## Begin Data provided

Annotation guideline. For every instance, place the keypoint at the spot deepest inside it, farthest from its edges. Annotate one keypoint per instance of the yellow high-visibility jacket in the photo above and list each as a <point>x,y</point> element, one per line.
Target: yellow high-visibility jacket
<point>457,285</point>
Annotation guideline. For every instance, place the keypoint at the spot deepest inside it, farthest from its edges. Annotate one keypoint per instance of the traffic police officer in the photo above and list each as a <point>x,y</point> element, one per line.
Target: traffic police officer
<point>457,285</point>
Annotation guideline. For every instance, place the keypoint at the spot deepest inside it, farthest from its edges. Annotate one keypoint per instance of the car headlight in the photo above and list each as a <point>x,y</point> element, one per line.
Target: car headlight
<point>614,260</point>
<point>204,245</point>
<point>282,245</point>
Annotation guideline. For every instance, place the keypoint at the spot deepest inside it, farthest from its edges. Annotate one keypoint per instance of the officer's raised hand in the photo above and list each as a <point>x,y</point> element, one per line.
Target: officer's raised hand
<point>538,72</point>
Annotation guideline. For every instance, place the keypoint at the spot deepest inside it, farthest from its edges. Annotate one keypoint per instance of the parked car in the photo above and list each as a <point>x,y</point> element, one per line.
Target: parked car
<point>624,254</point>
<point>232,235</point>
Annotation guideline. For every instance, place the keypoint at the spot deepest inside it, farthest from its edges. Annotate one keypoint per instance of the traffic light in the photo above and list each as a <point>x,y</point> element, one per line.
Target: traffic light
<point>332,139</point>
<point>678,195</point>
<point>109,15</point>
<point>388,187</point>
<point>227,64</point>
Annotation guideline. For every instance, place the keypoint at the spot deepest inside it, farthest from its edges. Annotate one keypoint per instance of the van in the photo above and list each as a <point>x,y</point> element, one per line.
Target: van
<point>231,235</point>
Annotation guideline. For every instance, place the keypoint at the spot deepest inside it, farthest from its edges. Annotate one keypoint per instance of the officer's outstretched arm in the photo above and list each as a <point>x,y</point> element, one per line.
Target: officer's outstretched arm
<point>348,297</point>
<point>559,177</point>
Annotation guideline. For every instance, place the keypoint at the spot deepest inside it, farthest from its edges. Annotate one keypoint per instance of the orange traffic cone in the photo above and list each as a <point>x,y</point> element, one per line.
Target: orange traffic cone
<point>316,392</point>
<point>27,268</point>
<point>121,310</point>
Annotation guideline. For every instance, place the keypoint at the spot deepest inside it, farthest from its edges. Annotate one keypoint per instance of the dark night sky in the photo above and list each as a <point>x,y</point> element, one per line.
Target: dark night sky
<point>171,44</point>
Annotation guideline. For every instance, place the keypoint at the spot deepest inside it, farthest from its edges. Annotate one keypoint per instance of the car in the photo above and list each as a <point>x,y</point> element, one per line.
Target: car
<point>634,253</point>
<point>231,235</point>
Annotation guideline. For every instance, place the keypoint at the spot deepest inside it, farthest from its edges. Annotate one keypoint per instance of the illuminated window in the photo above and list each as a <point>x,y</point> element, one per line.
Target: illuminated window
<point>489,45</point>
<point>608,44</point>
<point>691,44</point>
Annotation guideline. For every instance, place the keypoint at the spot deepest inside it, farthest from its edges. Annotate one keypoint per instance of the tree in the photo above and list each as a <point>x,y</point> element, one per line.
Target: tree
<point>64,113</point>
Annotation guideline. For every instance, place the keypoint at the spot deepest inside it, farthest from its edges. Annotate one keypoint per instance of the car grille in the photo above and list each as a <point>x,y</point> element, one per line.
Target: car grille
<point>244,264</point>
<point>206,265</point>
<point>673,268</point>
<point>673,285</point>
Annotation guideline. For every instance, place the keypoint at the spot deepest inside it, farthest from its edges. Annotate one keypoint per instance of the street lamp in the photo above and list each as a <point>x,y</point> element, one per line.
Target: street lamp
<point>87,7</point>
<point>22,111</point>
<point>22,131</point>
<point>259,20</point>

## End Data provided

**What the exercise asks**:
Recast all of the lines above as a numbered list, leaving out any blank lines.

**Solution to this exercise**:
1. Annotation guideline. For every instance, place the keypoint at the spot deepest inside it, farthest from its edges. Annotate one keypoint per instance of the yellow high-visibility jacket in the photo above and list each as a <point>x,y</point> element, one per line.
2. Target: yellow high-visibility jacket
3. <point>457,285</point>
4. Annotation guideline. For every instance, place the keypoint at the spot deepest inside it, farthest from its edges. Annotate one keypoint per instance of the traffic police officer in the photo above and list each as a <point>x,y</point> element, one per line.
5. Target: traffic police officer
6. <point>457,285</point>
7. Annotation guideline. For every instance, place the keypoint at the spot deepest inside it, farthest from its edges. Annotate one keypoint per instance of the car headlight in the photo above and list each as a <point>x,y</point> element, one per line.
8. Target: car headlight
9. <point>614,260</point>
10. <point>204,245</point>
11. <point>282,245</point>
12. Annotation guideline. For every instance, place the keypoint at the spot deepest inside it, farthest from its edges. Annotate one keypoint per instance of the officer's raised hand in the photo above and list each as a <point>x,y</point> element, one per line.
13. Target: officer's raised hand
14. <point>538,72</point>
15. Annotation guideline. For every instance, place the keypoint at the spot deepest inside it, farthest from its edges. Annotate one keypoint per instance of the parked car in the photo above and list each as a <point>x,y</point> element, one per line.
16. Target: parked car
17. <point>624,254</point>
18. <point>232,235</point>
19. Annotation guideline. For every instance, place the keypoint at the spot deepest inside it, farthest from its edges. Annotate one keypoint per instance of the traffic light in the photo above and list each as a <point>x,y</point> element, one per line.
20. Target: traffic light
21. <point>332,139</point>
22. <point>678,195</point>
23. <point>109,15</point>
24. <point>388,187</point>
25. <point>227,64</point>
26. Annotation guideline. For every instance, place the keypoint at the spot deepest inside it, farthest from its edges. Annotate one keypoint per instance of the van in the photo above and list each as a <point>x,y</point> element, one per line.
27. Target: van
28. <point>231,235</point>
29. Annotation guideline. For every instance, place the keypoint at the spot deepest inside it, farthest from its edges. Annotate one keypoint per instance of the officer's outstretched arm in the photo above and list each as a <point>x,y</point> element, one per line.
30. Target: officer's outstretched arm
31. <point>348,297</point>
32. <point>559,177</point>
33. Annotation guideline. For every instance, place the keypoint at the spot deepest inside it, farthest from its edges. Annotate one keypoint per instance of the orange traffic cone in the photo above and list each as a <point>x,y</point> element, one per line.
34. Target: orange traffic cone
35. <point>316,392</point>
36. <point>27,268</point>
37. <point>121,310</point>
38. Annotation guideline. For every instance, place the keypoint at the spot deepest inside it, farthest from its edges. Annotate one keypoint per instance of the dark night sky in the photo above and list each as a <point>x,y</point> element, one per line.
39. Target: dark night sky
40. <point>171,44</point>
41. Annotation guideline. For every instance, place the keypoint at the spot deepest inside it, farthest from its edges. Annotate one keypoint per instance of the car in the photo above and list each as a <point>x,y</point> element, one per line.
42. Target: car
43. <point>634,253</point>
44. <point>231,235</point>
45. Annotation guideline. For every instance, place the keypoint at the spot deepest inside it, farthest from its edges. Annotate one keypoint per instance of the illuminated window in the photo above and list each as a <point>x,y</point> element, one per line.
46. Target: illuminated window
47. <point>489,45</point>
48. <point>608,44</point>
49. <point>691,44</point>
50. Annotation guideline. For every instance, place the keypoint at the spot deepest inside it, farthest from its edges. Annotate one keypoint per instance of the tree in the photo above and list each as a <point>x,y</point> element, one per line.
51. Target: tree
52. <point>64,113</point>
53. Annotation guideline. For every instance, place the keypoint at the spot deepest inside it, farthest from its edges. Annotate one keypoint per instance of the car grille in the photo above and list each as a <point>x,y</point> element, one per line.
54. Target: car grille
55. <point>244,264</point>
56. <point>206,265</point>
57. <point>673,268</point>
58. <point>673,285</point>
59. Annotation guideline. For every instance, place the keypoint at the spot deepest inside it, farthest from its edges. Annotate one keypoint per instance of the street lamp in the photo above and list each as a <point>x,y</point> element, one per line.
60. Target: street lamp
61. <point>87,7</point>
62. <point>22,111</point>
63. <point>22,131</point>
64. <point>259,20</point>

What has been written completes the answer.